● Document passage:
The forecast step remains essentially unchanged from the [univariate case](T3%20-%20Bayesian%20inference.ipynb).
The only difference is that $\DynMod$ is now a matrix, as well as the use of the transpose ${}^T$ in the covariance equation:
$\begin{align}
\bb_k
&= \DynMod_{k-1} \hat{\x}_{k-1} \, , \tag{1a} \\\
\B_k
&= \DynMod_{k-1} \bP_{k-1} \DynMod_{k-1}^T + \Q_{k-1} \, . \tag{1b}
\end{align}$

<mark><font size="-1">
We have now derived the Kalman filter, also in the multivariate case. We know how to:
</font></mark>
- Propagate our estimate of $\x$ to the next time step using eqns (1a) and (1b).
- Update our estimate of $\x$ by assimilating the latest observation $\y$, using eqns (5) and (6).

## The KF analysis step

The following exercise derives the analysis step.

● Given records:

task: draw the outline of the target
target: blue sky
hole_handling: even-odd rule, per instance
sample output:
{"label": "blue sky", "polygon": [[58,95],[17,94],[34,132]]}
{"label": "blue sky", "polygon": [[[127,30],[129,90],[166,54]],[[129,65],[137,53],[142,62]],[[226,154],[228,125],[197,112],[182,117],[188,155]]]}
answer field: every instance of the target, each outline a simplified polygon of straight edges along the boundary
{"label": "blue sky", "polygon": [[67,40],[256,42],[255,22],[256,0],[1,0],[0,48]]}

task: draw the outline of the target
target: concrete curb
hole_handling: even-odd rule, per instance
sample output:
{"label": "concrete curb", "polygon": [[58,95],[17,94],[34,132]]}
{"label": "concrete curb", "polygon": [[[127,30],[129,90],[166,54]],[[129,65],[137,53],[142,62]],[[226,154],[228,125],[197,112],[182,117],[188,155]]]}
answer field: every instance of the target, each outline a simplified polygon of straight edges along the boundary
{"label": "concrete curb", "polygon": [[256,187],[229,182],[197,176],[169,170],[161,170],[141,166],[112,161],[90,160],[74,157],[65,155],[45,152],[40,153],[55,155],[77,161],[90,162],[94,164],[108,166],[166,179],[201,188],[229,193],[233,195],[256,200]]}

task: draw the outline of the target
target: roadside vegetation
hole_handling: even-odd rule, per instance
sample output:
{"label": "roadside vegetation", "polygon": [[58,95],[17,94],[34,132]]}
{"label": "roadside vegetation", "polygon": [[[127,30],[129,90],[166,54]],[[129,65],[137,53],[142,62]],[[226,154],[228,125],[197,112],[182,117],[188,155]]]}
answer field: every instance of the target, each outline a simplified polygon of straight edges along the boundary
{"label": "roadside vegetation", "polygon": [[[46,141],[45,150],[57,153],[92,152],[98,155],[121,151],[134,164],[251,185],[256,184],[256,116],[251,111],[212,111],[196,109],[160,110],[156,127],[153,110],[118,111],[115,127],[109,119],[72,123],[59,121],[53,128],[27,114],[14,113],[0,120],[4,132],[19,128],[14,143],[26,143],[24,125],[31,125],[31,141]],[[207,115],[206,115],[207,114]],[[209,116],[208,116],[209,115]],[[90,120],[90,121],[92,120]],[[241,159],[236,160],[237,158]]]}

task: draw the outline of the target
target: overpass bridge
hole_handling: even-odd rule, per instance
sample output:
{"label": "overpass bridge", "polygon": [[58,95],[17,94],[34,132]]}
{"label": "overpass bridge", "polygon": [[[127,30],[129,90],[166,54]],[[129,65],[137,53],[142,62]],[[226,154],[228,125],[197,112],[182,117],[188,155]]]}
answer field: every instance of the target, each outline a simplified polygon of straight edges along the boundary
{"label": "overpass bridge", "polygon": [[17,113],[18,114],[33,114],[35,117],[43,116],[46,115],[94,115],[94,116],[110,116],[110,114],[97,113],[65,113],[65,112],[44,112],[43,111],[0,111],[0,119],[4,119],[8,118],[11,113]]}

● Requirement: Rewrite the Kalman filter passage from "The only difference" to "(5) and (6).", substituting "Advance" for "Propagate".

● Response to this task:
The only difference is that $\DynMod$ is now a matrix, as well as the use of the transpose ${}^T$ in the covariance equation:
$\begin{align}
\bb_k
&= \DynMod_{k-1} \hat{\x}_{k-1} \, , \tag{1a} \\\
\B_k
&= \DynMod_{k-1} \bP_{k-1} \DynMod_{k-1}^T + \Q_{k-1} \, . \tag{1b}
\end{align}$

<mark><font size="-1">
We have now derived the Kalman filter, also in the multivariate case. We know how to:
</font></mark>
- Advance our estimate of $\x$ to the next time step using eqns (1a) and (1b).
- Update our estimate of $\x$ by assimilating the latest observation $\y$, using eqns (5) and (6).